(Rows from a dataset)
################

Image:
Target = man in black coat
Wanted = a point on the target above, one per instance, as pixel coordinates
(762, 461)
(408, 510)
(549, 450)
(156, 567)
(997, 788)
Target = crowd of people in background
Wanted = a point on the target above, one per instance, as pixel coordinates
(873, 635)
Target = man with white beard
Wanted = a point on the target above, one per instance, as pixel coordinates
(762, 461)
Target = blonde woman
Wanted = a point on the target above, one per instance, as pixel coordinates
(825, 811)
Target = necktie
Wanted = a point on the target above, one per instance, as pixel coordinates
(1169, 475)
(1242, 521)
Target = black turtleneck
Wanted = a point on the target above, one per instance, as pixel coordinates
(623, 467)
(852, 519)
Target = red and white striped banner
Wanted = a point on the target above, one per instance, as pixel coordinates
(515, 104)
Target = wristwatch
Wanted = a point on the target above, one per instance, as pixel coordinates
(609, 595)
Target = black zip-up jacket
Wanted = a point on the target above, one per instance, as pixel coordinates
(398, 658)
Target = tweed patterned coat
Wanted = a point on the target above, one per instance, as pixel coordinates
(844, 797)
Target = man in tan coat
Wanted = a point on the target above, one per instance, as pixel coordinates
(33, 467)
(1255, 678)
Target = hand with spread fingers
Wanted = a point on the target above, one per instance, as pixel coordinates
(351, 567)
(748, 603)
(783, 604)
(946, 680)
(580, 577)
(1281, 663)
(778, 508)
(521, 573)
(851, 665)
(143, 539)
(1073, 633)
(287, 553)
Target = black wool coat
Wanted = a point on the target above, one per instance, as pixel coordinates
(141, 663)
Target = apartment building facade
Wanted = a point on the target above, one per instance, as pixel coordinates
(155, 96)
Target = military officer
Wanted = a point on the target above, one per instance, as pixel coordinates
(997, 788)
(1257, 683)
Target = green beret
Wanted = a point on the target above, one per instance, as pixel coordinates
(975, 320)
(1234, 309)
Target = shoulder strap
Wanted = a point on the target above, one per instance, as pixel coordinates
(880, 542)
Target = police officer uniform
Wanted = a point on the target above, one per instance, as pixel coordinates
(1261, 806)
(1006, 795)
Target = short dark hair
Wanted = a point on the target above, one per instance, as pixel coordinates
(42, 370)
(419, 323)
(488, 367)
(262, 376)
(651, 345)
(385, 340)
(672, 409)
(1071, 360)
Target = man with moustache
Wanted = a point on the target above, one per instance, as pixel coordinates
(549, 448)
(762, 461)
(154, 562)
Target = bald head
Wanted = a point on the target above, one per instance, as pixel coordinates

################

**Exercise**
Output the lines in the records above exactly as they appear, from the line containing "Target = apartment building facade" through the line containing "(1257, 683)", including both of those lines.

**Answer to the exercise**
Target = apartment building facade
Wanted = a point on the target above, one per instance, as pixel coordinates
(155, 96)
Target = military officer
Wanted = a point on the target above, one per instance, as pixel coordinates
(997, 788)
(1257, 683)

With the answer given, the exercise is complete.